JAKARTA– PT Pertamina (Persero) mulai move on dalam kegiatan bisnis di sektor hilir. Kali ini, badan usaha milik negara di sektor energi terintegrasi itu mengembangkan bahan bakar minyak (BBM) dan LPG dengan campuran minyak sawit (crude palm oil/CPO). Pengembangan secara komersial CPO untuk BBM itu mulai digarap di Kilang Plaju di Sumatera Selatan dan ke depan akan dikembangkan di Kilang Cilacap, Jawa Tengah serta kilang Balongan, Indramayu, Jawa Barat.

“Kami membutuhkan dukungan pemerintah untuk bisa mengolah minyak sawit menjadi bahan bakar secara ekonomis,” ujar Budi Santoso Syarif, Direktur Pengolahan Pertamina di Jakarta, Kamis (27/12).
---
Yang Ditanyakan:
[1] Jawab pertanyaan berikut berdasarkan berita tentang Pertamina di atas.
(a) Di kilang mana pengembangan komersial CPO untuk BBM mulai digarap?
(b) Apa jabatan Budi Santoso Syarif?
(c) Kilang mana saja yang disebut akan menjadi lokasi pengembangan berikutnya?
[2] Tolong jelaskan dalam satu sampai tiga kalimat mengapa Pertamina membutuhkan dukungan pemerintah menurut berita tentang Pertamina di atas.
[3] Lanjutkan berita tentang Pertamina dan BBM campuran minyak sawit di atas, mulai setelah kalimat terakhirnya.
---
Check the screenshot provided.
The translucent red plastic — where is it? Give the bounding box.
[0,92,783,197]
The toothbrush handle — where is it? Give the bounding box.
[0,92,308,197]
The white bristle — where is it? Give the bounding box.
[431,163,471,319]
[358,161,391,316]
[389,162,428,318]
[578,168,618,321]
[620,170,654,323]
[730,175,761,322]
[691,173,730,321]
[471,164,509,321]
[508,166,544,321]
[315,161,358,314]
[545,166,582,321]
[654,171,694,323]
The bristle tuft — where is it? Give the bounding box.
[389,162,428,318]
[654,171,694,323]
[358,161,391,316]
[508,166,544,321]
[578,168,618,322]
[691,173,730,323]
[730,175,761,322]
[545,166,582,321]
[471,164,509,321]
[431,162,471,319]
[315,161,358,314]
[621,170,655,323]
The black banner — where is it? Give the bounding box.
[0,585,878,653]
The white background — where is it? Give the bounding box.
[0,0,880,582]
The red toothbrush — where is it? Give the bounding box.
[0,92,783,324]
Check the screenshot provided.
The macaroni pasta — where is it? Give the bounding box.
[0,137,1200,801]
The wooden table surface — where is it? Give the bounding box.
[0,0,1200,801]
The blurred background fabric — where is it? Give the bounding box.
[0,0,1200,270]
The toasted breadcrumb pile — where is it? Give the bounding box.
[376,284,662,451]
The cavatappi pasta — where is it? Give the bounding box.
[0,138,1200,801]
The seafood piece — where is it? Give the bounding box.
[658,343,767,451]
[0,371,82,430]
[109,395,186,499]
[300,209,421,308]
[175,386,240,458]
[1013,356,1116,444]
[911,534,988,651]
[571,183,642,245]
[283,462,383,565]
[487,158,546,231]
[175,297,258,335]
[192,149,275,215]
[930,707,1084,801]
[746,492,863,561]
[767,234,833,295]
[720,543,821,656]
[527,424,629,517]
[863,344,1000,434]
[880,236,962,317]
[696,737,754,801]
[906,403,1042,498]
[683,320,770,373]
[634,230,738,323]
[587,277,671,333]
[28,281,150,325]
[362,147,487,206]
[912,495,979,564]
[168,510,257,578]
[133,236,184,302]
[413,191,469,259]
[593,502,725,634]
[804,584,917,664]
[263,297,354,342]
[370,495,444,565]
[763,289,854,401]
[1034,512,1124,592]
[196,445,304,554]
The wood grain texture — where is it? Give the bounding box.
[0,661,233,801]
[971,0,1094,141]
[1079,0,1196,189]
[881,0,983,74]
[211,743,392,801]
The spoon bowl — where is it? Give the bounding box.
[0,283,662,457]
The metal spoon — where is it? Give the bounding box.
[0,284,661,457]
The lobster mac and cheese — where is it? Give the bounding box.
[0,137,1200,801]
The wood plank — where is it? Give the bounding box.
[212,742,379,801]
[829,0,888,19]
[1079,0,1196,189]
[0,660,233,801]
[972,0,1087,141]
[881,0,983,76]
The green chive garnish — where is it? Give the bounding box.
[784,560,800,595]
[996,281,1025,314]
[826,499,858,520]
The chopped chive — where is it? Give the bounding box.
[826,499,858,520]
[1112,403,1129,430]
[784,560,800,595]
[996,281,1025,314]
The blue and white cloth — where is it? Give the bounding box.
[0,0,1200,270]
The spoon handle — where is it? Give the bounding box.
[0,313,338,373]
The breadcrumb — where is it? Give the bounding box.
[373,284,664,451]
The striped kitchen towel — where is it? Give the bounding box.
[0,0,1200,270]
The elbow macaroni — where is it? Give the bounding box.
---
Jawaban:
[1]
(a) Di Kilang Plaju, Sumatera Selatan.
(b) Direktur Pengolahan Pertamina.
(c) Kilang Cilacap di Jawa Tengah dan kilang Balongan di Indramayu, Jawa Barat.

[2] Menurut Budi Santoso Syarif, Pertamina membutuhkan dukungan pemerintah agar dapat mengolah minyak sawit menjadi bahan bakar secara ekonomis.

[3]
Di Kilang Plaju, Pertamina mengolah CPO jadi BBM dan LPG ramah lingkungan. Dengan pengolahan itu, perusahaan pelat merah itu menghemat US$ 160 juta yang setara dengan Rp 2,3 triliun per tahun. Penghematan tersebut terjadi karena ada impor minyak berkurang 7,36 ribu barel per hari (bph).

Adapun fasilitas di Kilang Plaju mengolah minyak sawit sejak awal Desember 2018. Kapasitasnya 20 Million Barel Steam Per Day (MBSD). Minyak sawit yang diolah di kilang tersebut telah dibersihkan terlebih dulu getah dan baunya, atau dikenal dengan nama Refined Bleached Deodorized Palm Oil (RBDPO). RBDPO tersebut lalu dicampur dengan sumber bahan bakar fosil di kilang.

“Minyak sawit dan Bahan Bakar Minyak (BBM) itu kemudian dicampur dengan bahan kimia yang menghasilkan bahan bakar bensin dengan kualitas lebih tinggi karena nilai oktan mengalami peningkatan,” kata Budi.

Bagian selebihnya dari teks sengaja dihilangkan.